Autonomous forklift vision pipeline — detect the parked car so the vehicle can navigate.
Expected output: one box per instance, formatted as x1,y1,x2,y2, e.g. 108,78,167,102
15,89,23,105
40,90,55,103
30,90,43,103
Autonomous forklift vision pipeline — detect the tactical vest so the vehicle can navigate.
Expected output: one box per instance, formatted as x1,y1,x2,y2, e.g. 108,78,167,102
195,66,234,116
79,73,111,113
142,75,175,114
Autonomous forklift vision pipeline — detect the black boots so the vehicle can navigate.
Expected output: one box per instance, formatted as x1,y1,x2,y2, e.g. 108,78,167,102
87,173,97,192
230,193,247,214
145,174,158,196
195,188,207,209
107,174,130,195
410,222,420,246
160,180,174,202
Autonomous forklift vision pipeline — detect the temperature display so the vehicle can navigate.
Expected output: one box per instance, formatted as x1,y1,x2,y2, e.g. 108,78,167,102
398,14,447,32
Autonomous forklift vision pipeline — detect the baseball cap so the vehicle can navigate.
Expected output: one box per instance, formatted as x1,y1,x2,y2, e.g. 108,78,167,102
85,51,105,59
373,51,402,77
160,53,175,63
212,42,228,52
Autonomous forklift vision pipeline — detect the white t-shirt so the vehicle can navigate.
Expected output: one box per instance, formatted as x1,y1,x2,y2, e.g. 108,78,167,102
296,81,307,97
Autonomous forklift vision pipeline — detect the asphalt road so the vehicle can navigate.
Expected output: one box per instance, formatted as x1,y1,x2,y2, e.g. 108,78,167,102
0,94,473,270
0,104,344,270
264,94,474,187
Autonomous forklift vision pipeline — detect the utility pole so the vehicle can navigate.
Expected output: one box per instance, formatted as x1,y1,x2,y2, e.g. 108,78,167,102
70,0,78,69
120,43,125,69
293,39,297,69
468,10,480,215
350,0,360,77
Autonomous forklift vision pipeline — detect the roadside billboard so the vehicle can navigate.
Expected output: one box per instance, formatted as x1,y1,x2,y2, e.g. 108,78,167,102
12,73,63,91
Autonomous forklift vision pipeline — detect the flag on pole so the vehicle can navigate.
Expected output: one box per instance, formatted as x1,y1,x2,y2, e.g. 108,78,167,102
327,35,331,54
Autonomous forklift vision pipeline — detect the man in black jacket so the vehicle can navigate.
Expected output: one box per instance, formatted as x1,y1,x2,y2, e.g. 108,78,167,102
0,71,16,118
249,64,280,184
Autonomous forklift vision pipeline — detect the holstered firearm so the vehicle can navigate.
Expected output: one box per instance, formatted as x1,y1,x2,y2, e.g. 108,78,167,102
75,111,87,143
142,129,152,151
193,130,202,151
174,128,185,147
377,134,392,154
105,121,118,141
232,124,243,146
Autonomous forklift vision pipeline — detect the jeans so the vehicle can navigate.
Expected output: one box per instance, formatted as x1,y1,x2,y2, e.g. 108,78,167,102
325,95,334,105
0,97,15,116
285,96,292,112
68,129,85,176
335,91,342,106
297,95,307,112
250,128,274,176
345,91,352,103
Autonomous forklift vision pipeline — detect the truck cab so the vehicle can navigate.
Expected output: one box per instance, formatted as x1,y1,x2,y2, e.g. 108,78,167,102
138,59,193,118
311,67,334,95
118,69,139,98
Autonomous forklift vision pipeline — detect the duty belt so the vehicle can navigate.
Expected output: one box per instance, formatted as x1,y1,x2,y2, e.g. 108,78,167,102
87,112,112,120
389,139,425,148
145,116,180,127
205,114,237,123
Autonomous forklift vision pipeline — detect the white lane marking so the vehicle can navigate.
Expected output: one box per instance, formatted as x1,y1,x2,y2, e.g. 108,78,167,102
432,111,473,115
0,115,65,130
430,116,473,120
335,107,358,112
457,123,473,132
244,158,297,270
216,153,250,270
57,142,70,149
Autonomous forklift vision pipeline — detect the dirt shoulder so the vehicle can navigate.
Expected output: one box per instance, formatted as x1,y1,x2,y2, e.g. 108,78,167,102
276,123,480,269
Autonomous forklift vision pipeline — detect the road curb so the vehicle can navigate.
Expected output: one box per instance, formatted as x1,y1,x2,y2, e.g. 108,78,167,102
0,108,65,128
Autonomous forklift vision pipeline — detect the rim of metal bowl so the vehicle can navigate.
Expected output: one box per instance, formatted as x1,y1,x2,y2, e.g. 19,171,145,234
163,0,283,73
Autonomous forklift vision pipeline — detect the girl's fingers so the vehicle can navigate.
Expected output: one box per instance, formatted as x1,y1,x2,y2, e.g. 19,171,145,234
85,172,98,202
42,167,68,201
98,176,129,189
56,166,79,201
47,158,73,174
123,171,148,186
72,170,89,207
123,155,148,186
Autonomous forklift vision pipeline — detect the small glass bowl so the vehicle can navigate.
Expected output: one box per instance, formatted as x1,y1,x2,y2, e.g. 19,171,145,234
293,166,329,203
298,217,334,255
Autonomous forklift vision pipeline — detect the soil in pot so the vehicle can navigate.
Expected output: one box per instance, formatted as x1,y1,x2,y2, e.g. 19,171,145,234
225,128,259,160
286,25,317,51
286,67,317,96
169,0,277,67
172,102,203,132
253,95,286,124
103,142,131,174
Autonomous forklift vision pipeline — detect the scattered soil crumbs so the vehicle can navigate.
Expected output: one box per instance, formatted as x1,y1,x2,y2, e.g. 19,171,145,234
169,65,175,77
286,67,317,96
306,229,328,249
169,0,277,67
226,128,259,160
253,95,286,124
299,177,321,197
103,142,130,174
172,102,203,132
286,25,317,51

---+---

▸ TASK REQUIREMENTS: Format every line of the entries above as a Markdown table with two columns, Row and Entry: number each row and leave out blank lines.

▸ CORRECT RESPONSE:
| Row | Entry |
|---|---|
| 1 | Autonomous forklift vision pipeline — detect the parked car so the vehicle can navigate. |
| 2 | Expected output: one box per instance, formatted as x1,y1,x2,y2, e.g. 108,78,167,102 |
| 3 | 15,89,23,105 |
| 4 | 40,90,55,103 |
| 5 | 30,90,43,103 |
| 6 | Autonomous forklift vision pipeline — detect the tactical vest so the vehicle can navigate. |
| 7 | Expected output: one box per instance, formatted as x1,y1,x2,y2, e.g. 108,78,167,102 |
| 8 | 195,66,234,116 |
| 9 | 79,73,111,113 |
| 10 | 142,75,175,114 |
| 11 | Autonomous forklift vision pipeline — detect the black boots so the vehicle can navigate. |
| 12 | Expected output: one box per instance, formatted as x1,y1,x2,y2, e.g. 108,78,167,102 |
| 13 | 87,173,97,192 |
| 14 | 230,193,247,214 |
| 15 | 145,174,158,196 |
| 16 | 195,188,207,209 |
| 17 | 107,174,130,195 |
| 18 | 410,222,420,246 |
| 19 | 160,180,174,202 |
| 20 | Autonomous forklift vision pipeline — detect the temperature display so the vehicle can navigate. |
| 21 | Expected output: one box per instance, formatted as x1,y1,x2,y2, e.g. 108,78,167,102 |
| 22 | 398,14,447,32 |
| 23 | Autonomous forklift vision pipeline — detect the baseball cap so the vehicle can navigate. |
| 24 | Expected output: one box per instance, formatted as x1,y1,x2,y2, e.g. 108,78,167,102 |
| 25 | 85,51,105,59 |
| 26 | 373,51,402,77 |
| 27 | 160,53,175,63 |
| 28 | 212,42,228,52 |
| 29 | Autonomous forklift vision pipeline — detect the white t-shirt so the vehicle can navigate. |
| 30 | Expected output: one box per instance, formatted as x1,y1,x2,y2, e.g. 108,78,167,102 |
| 31 | 296,81,307,97 |
| 32 | Autonomous forklift vision pipeline — detect the asphalt road so the vehicle can navigate. |
| 33 | Expected output: one box per instance, formatted as x1,y1,x2,y2, e.g. 108,78,167,102 |
| 34 | 0,94,473,270 |
| 35 | 0,104,344,270 |
| 36 | 264,94,474,187 |
| 37 | Autonomous forklift vision pipeline — detect the utility pole so the vehicle can navigate. |
| 38 | Expected output: one box per instance, formatted as x1,y1,x2,y2, e.g. 108,78,167,102 |
| 39 | 70,0,78,69 |
| 40 | 120,43,125,69 |
| 41 | 293,39,297,69 |
| 42 | 468,10,480,215 |
| 43 | 350,0,360,77 |
| 44 | Autonomous forklift vision pipeline — detect the roadside billboard so the vehicle can navigate. |
| 45 | Expected output: one box per instance, formatted as x1,y1,x2,y2, e.g. 108,78,167,102 |
| 46 | 12,73,63,91 |
| 47 | Autonomous forklift vision pipeline — detect the flag on pole so the vehicle can navigate. |
| 48 | Expected output: one box per instance, formatted as x1,y1,x2,y2, e.g. 108,78,167,102 |
| 49 | 327,35,331,54 |
| 50 | Autonomous forklift vision pipeline — detect the man in black jacket so the vehicle can navigate. |
| 51 | Expected output: one box per instance, formatted as x1,y1,x2,y2, e.g. 108,78,167,102 |
| 52 | 0,71,16,118 |
| 53 | 249,64,280,184 |
| 54 | Autonomous forklift vision pipeline — detect the holstered firearm so the vehicle can navigate. |
| 55 | Expected output: one box per instance, formatted as x1,y1,x2,y2, e.g. 108,78,167,102 |
| 56 | 75,111,87,143 |
| 57 | 142,129,152,151 |
| 58 | 193,130,202,151 |
| 59 | 174,128,185,147 |
| 60 | 377,134,392,154 |
| 61 | 105,121,118,141 |
| 62 | 232,124,243,146 |
| 63 | Autonomous forklift vision pipeline — detect the jeans so the vehicle can navigate. |
| 64 | Expected output: one box per instance, formatted as x1,y1,x2,y2, e.g. 108,78,167,102 |
| 65 | 325,95,334,105 |
| 66 | 0,97,15,116 |
| 67 | 285,96,292,112 |
| 68 | 68,129,85,176 |
| 69 | 335,91,342,106 |
| 70 | 297,95,307,112 |
| 71 | 250,128,274,176 |
| 72 | 345,91,352,103 |
| 73 | Autonomous forklift vision pipeline — detect the truck cab so the vehicle can navigate. |
| 74 | Expected output: one box per instance, formatted as x1,y1,x2,y2, e.g. 108,78,167,102 |
| 75 | 138,59,193,118 |
| 76 | 311,67,334,95 |
| 77 | 118,69,139,98 |
| 78 | Autonomous forklift vision pipeline — detect the duty belt so the vehicle can navigate. |
| 79 | Expected output: one box per instance, formatted as x1,y1,x2,y2, e.g. 108,78,167,102 |
| 80 | 87,112,112,120 |
| 81 | 389,139,425,148 |
| 82 | 145,116,180,127 |
| 83 | 205,114,237,123 |
| 84 | Autonomous forklift vision pipeline — detect the white lane marking so the vehicle can navigate. |
| 85 | Expected output: one box per instance, formatted as x1,y1,x2,y2, e.g. 108,78,167,102 |
| 86 | 432,111,473,115 |
| 87 | 0,115,65,130 |
| 88 | 430,116,473,120 |
| 89 | 335,107,358,112 |
| 90 | 457,123,473,132 |
| 91 | 244,158,297,270 |
| 92 | 216,153,250,270 |
| 93 | 57,142,70,149 |
| 94 | Autonomous forklift vision pipeline — detect the dirt shoulder so the vehicle can navigate. |
| 95 | Expected output: one box per instance, formatted as x1,y1,x2,y2, e.g. 108,78,167,102 |
| 96 | 276,123,480,269 |
| 97 | Autonomous forklift vision pipeline — detect the road curb so the vehicle can navigate. |
| 98 | Expected output: one box per instance, formatted as x1,y1,x2,y2, e.g. 108,78,167,102 |
| 99 | 0,108,65,128 |
| 100 | Autonomous forklift vision pipeline — detect the rim of metal bowl so the vehicle can navigate. |
| 101 | Expected output: one box per instance, formatted as x1,y1,x2,y2, e.g. 19,171,145,234 |
| 102 | 163,0,283,73 |
| 103 | Autonomous forklift vision pipeline — detect the girl's fingers so the vehicle can navigate. |
| 104 | Expected output: one box per instance, formatted as x1,y1,x2,y2, e.g. 19,171,145,234 |
| 105 | 85,172,98,202 |
| 106 | 42,167,68,201 |
| 107 | 98,176,129,189 |
| 108 | 56,166,79,201 |
| 109 | 47,158,73,174 |
| 110 | 123,171,148,186 |
| 111 | 72,170,89,207 |
| 112 | 123,155,148,186 |
| 113 | Autonomous forklift vision pipeline — detect the small glass bowl so the vehicle can navigate. |
| 114 | Expected output: one box per instance, formatted as x1,y1,x2,y2, e.g. 19,171,145,234 |
| 115 | 293,166,329,203 |
| 116 | 298,217,334,255 |
| 117 | Autonomous forklift vision pipeline — detect the soil in pot so the vehicle can navigate. |
| 118 | Expected output: one box per instance, formatted as x1,y1,x2,y2, e.g. 19,171,145,234 |
| 119 | 225,128,259,160 |
| 120 | 286,25,317,51 |
| 121 | 286,67,317,96 |
| 122 | 169,0,277,67 |
| 123 | 172,102,203,132 |
| 124 | 253,95,286,124 |
| 125 | 103,142,131,174 |
| 126 | Autonomous forklift vision pipeline — detect the scattered soil crumbs so the vehicle can navigate. |
| 127 | Expected output: one box per instance, formatted as x1,y1,x2,y2, e.g. 19,171,145,234 |
| 128 | 169,65,175,77 |
| 129 | 286,67,317,96 |
| 130 | 306,229,328,249 |
| 131 | 169,0,277,67 |
| 132 | 226,128,259,160 |
| 133 | 253,95,286,124 |
| 134 | 299,177,321,197 |
| 135 | 103,142,130,174 |
| 136 | 172,102,203,132 |
| 137 | 286,25,317,51 |